**TASK GOAL:** Copy out, unchanged, only the lines of the data below that run from the line containing "Target: mosaic wall panel" through the line containing "(1218, 289)", with both of those lines included.

⟨

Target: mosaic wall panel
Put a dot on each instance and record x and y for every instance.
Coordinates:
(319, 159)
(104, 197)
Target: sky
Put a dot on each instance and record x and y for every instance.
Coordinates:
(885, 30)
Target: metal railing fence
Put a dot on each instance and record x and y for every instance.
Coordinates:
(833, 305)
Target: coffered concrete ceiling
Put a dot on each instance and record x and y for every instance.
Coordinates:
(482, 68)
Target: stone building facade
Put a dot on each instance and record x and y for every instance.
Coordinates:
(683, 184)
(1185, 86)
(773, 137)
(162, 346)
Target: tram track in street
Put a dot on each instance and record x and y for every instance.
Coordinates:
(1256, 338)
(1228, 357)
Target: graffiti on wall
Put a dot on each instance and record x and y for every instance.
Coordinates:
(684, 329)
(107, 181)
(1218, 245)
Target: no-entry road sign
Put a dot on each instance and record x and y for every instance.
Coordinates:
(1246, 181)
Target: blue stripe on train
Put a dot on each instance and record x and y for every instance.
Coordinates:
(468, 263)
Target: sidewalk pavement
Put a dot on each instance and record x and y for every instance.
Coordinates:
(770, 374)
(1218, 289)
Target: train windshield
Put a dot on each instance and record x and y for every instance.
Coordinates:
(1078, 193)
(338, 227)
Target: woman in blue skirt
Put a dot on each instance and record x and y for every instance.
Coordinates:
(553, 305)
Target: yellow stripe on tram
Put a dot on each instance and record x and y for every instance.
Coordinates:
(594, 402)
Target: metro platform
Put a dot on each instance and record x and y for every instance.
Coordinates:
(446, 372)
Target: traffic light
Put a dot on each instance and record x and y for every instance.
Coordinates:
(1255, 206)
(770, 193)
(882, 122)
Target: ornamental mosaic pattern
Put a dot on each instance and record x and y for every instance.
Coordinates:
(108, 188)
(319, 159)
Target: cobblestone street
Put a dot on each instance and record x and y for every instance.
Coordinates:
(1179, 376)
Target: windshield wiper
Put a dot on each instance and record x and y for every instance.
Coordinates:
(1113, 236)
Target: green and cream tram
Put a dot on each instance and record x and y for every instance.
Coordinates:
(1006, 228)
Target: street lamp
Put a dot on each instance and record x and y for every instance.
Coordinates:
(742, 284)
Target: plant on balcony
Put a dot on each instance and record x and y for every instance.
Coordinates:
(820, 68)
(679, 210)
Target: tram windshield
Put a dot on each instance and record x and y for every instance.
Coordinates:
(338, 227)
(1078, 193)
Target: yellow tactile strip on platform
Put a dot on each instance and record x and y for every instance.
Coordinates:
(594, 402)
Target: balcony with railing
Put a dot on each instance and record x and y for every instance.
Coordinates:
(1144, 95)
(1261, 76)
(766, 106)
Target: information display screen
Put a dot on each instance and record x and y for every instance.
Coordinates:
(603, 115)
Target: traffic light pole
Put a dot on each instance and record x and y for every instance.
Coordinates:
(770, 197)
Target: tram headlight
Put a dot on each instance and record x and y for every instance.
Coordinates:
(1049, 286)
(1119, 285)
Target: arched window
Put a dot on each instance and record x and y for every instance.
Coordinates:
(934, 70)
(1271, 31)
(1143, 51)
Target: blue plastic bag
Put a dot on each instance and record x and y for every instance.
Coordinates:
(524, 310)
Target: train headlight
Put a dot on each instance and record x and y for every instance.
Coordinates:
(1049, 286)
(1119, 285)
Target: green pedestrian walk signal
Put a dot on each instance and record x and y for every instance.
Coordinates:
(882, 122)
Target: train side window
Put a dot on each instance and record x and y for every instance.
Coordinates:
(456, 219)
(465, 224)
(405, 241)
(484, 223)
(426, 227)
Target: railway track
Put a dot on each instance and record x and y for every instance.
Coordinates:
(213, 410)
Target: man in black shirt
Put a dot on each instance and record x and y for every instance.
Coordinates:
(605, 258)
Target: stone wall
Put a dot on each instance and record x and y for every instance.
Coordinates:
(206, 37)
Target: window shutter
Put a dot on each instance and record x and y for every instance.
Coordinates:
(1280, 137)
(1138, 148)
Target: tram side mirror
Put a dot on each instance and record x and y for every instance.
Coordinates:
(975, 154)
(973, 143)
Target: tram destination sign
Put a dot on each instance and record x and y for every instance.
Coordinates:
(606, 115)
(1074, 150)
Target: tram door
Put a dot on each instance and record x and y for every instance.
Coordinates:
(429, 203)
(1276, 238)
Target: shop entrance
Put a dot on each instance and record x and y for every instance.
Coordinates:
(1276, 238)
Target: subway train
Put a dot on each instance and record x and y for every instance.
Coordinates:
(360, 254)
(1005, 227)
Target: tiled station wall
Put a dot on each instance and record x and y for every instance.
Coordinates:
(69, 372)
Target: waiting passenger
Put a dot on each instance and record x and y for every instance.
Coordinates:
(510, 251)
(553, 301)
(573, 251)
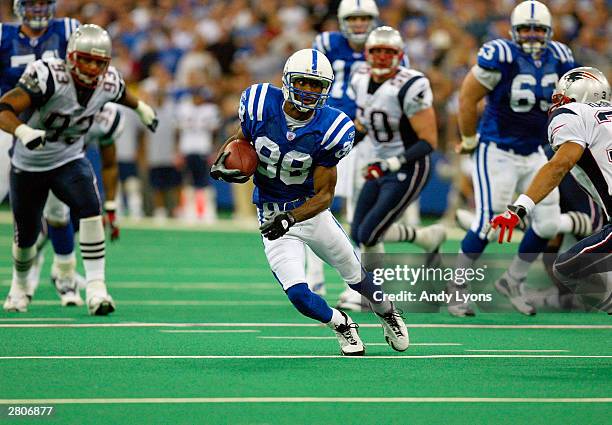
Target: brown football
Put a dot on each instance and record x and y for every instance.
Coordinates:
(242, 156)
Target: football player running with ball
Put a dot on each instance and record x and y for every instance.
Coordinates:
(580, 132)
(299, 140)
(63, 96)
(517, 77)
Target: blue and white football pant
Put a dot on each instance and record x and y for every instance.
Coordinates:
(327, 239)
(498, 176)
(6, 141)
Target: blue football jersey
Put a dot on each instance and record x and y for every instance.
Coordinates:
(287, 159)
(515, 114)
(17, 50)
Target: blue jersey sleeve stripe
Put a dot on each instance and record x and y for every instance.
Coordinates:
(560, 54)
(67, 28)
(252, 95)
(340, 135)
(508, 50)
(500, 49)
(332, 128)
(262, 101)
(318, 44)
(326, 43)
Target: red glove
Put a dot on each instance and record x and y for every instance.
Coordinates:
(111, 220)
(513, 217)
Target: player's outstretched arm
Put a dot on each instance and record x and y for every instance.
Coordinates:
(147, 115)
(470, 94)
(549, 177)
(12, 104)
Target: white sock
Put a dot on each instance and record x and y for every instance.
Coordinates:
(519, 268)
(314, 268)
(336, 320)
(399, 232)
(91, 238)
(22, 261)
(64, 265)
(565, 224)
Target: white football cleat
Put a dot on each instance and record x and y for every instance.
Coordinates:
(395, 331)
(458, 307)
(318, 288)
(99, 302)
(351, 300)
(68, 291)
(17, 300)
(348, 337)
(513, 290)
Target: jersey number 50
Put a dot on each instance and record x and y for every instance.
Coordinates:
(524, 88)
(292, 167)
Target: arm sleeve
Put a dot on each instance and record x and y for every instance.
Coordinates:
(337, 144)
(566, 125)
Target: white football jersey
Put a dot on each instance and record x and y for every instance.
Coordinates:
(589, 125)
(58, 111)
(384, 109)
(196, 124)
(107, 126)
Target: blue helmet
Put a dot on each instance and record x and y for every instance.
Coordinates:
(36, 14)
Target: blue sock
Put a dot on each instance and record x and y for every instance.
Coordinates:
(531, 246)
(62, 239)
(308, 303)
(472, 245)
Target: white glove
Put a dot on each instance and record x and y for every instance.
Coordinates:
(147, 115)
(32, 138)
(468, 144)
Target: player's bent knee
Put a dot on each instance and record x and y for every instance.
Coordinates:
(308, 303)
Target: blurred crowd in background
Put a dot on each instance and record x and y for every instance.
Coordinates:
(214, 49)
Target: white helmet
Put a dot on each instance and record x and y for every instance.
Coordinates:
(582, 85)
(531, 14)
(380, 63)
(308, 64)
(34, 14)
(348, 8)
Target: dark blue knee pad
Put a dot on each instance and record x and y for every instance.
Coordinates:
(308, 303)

⟩
⟨

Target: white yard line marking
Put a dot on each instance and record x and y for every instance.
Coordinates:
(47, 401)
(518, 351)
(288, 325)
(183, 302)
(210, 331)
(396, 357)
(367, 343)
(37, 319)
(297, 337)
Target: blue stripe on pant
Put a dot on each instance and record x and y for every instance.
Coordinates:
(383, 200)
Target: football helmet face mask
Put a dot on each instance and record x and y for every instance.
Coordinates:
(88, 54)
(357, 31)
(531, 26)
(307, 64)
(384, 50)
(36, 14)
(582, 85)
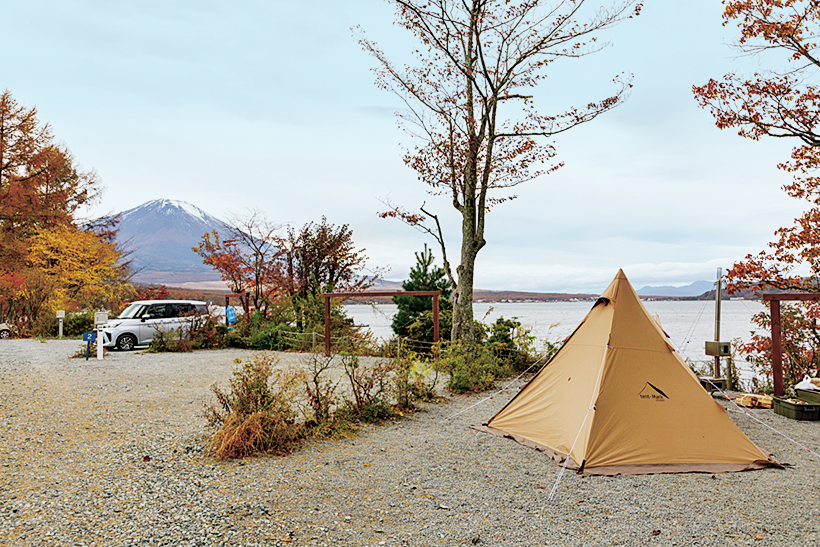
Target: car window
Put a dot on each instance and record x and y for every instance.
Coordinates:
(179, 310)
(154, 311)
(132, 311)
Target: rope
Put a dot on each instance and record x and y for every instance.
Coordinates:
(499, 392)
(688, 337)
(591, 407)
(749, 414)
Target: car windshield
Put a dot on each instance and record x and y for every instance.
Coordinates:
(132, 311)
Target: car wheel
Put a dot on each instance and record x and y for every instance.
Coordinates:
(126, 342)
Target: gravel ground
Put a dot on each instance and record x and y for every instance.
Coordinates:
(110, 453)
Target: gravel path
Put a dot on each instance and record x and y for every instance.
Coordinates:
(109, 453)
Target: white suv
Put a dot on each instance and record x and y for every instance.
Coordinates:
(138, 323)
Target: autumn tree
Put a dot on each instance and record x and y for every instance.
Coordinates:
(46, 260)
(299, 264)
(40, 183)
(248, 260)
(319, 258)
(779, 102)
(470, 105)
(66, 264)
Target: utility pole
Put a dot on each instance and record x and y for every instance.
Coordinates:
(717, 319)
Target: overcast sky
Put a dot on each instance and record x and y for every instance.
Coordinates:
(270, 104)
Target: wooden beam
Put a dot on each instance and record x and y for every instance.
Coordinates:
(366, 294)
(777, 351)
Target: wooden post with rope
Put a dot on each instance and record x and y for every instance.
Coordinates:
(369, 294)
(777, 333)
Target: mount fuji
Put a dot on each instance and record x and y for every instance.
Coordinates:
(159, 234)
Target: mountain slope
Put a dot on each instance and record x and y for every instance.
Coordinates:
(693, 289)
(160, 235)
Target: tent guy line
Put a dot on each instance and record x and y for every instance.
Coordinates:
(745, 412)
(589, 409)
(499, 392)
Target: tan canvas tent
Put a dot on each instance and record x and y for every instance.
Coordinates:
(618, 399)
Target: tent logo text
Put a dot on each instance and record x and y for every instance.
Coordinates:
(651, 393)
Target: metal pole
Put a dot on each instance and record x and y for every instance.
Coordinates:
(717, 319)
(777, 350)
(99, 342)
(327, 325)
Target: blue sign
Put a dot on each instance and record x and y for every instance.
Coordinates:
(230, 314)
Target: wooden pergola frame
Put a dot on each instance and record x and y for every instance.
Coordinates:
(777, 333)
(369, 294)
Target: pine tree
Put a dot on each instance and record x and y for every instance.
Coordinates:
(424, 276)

⟩

**RESULT OF THE EXERCISE:**
Target: mosaic wall panel
Put a dot on each instance and record x and y for every instance.
Coordinates:
(319, 159)
(104, 197)
Target: sky
Put a dot on each instance and record x and y for every instance.
Coordinates:
(885, 30)
Target: metal railing fence
Put a dot on each instance and record x and y for every instance.
Coordinates:
(833, 305)
Target: coffered concrete ceiling
Put a dot on each instance and record x and y for every instance.
Coordinates:
(482, 68)
Target: stone building facade
Put a dot on each instance and record x and y for every instance.
Coordinates:
(683, 184)
(1185, 86)
(773, 137)
(162, 346)
Target: tram track in street
Put a dot on each instance and record x and y for every instance.
Coordinates:
(1256, 338)
(1228, 357)
Target: graffiti on wall
Put a dot on each instance and record x and y for every instance.
Coordinates:
(684, 329)
(107, 181)
(1218, 245)
Target: no-entry road sign
Put a dot on each instance and record x and y for every instance.
Coordinates:
(1246, 181)
Target: blue stripe on train
Put a dot on each instance and record x and y for every instance.
Coordinates:
(468, 263)
Target: sidewalk pavement
Put a dot on each instance and record x and y for every instance.
Coordinates:
(770, 374)
(1218, 289)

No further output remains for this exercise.